» SELECTED EXTRACT
- - -

August 11, 2008 at 11:01 am (Everything at Once!)

For the last couple of months I’ve been working overseas, and will be until the end of the year. With my Xbox 360 firmly sequestered back in Blighty, I’ve been getting reacquainted with an old friend: PC gaming.[1]

Actually, a lot of it has just reminded me why I left PC gaming in the first place. I enjoyed Crysis, but spent my whole time with it wishing I was using a gamepad rather than a mouse and keyboard. Yes, I know the mouse allows for more accurate aiming, but moving without an analogue stick? What is this, the dark ages? Besides, I like a controller I can use while sitting back with my feet up.

Finding myself being metaphorically beaten around the head by copy protection was an unpleasant experience, too. Ok, I get that games companies have to do all they can to counteract piracy, really I do. But when a game takes every available opportunity to point out that you are only being allowed to play it on sufferance (I’m looking at you, Company of Heroes), it’s gone to far. And, gah, having to fiddle with a game’s settings to get it running properly. An hour spent tweaking graphics options to get the best balance between performance and quality? No thanks. Just stick the disk in the drive and start playing, that’s more my style.

On the bright side, the PC has allowed me to go back to enjoying the one genre that has never worked on the consoles: real-time strategy.

- - -

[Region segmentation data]
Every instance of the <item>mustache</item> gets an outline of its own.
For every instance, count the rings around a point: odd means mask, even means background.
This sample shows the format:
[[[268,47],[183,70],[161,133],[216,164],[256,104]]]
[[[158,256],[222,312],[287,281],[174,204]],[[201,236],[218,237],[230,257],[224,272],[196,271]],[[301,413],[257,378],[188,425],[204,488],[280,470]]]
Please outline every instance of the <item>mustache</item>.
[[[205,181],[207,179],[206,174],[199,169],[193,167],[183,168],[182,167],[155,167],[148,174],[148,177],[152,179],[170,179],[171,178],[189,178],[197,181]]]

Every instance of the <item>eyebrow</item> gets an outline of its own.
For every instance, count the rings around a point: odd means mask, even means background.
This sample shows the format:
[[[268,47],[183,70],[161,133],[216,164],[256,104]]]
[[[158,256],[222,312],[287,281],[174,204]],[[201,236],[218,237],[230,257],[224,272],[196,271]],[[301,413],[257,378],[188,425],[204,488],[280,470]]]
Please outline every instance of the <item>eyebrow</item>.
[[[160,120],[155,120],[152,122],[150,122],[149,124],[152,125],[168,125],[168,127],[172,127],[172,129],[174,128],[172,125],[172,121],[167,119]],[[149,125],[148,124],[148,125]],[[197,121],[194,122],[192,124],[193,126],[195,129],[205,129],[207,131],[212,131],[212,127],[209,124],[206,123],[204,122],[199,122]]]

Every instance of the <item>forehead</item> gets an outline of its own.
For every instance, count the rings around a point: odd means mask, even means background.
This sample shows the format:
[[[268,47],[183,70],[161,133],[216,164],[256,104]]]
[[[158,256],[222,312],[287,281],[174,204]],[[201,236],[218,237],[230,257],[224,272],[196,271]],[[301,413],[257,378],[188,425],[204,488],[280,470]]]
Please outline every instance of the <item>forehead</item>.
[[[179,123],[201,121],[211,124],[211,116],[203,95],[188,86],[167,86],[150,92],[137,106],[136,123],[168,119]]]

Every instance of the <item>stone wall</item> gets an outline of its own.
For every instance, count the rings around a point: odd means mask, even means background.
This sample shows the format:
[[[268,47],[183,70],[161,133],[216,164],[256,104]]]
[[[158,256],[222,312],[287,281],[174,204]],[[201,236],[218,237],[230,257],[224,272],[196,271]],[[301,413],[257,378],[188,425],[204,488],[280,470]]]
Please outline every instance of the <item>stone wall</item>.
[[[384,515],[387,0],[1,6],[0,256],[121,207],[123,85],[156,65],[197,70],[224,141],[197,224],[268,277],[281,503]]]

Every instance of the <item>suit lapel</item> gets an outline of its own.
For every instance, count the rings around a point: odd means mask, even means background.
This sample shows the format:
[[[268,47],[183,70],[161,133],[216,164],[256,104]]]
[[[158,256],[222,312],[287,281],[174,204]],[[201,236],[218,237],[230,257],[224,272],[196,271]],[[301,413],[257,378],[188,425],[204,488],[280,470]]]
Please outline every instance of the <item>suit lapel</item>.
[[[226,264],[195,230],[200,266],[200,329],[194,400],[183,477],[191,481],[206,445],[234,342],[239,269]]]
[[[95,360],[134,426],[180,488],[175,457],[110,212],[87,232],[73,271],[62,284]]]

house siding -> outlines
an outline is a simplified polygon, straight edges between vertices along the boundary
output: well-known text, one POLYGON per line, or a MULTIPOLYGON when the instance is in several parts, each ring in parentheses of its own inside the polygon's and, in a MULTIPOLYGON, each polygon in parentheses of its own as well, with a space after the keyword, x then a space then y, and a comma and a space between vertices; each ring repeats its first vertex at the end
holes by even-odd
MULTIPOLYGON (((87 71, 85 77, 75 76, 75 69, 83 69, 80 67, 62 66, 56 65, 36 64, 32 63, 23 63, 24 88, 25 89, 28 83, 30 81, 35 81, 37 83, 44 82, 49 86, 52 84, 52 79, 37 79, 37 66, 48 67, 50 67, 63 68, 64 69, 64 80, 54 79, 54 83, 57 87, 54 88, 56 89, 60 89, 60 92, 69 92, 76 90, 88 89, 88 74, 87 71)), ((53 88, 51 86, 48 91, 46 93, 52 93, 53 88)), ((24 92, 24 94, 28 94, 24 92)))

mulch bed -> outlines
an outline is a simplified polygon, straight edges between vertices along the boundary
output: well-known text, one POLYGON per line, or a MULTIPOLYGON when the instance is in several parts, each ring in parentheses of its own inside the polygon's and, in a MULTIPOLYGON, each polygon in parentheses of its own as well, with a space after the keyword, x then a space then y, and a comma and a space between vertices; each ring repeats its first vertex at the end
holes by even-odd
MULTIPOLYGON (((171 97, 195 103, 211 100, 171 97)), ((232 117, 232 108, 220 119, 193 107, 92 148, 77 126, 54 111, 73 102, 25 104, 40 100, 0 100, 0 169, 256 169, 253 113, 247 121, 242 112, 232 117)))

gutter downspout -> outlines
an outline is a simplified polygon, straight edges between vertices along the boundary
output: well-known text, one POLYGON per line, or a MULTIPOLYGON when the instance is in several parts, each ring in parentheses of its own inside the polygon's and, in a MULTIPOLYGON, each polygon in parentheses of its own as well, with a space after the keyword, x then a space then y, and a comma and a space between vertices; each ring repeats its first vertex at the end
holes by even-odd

- - -

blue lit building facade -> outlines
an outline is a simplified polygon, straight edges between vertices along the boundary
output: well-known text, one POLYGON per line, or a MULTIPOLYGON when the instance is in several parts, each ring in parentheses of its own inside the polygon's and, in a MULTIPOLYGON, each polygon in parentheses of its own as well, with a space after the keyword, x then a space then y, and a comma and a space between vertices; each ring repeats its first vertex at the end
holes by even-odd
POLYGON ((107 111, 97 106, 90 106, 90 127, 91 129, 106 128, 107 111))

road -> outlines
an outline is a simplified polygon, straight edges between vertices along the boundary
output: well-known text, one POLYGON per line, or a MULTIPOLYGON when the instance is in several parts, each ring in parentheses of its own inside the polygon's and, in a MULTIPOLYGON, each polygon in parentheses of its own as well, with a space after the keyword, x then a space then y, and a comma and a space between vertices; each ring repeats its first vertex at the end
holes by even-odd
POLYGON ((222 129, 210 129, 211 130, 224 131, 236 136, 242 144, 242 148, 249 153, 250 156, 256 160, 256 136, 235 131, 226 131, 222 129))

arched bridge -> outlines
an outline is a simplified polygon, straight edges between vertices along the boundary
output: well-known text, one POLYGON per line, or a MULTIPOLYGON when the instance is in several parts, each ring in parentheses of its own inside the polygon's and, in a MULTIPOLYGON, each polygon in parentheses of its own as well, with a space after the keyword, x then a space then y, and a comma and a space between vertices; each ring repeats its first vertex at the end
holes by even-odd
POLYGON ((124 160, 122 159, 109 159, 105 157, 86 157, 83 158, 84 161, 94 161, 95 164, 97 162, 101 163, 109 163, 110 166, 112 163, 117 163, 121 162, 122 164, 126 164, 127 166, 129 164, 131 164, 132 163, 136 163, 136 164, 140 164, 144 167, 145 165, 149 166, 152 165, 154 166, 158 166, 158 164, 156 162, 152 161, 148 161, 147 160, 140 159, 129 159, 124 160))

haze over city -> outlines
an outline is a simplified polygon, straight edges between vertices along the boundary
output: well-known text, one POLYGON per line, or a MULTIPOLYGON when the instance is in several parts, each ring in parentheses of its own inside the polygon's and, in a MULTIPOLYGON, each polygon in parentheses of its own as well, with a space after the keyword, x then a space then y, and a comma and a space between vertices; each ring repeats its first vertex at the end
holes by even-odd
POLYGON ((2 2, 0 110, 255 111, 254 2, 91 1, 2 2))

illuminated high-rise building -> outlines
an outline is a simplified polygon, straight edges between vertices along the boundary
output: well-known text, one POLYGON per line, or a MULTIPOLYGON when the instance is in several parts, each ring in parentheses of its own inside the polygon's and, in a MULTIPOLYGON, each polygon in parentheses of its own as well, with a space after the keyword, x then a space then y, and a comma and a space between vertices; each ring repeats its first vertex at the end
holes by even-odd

- - -

» PROBLEMS TO SOLVE
- a) In the post about PC gaming, which genre does the writer say has never worked on the consoles?
- b) List the drawbacks of PC gaming that the writer complains about in the post about PC gaming.
- c) Pull out the stretch of the post about PC gaming from "Actually, a lot" through "my feet up.".

» THE SOLUTIONS
- a) Real-time strategy.

- b)
- Having to use a mouse and keyboard instead of a gamepad, including moving without an analogue stick
- Copy protection
- Having to fiddle with a game's settings to get it running properly

- c)
Actually, a lot of it has just reminded me why I left PC gaming in the first place. I enjoyed Crysis, but spent my whole time with it wishing I was using a gamepad rather than a mouse and keyboard. Yes, I know the mouse allows for more accurate aiming, but moving without an analogue stick? What is this, the dark ages? Besides, I like a controller I can use while sitting back with my feet up.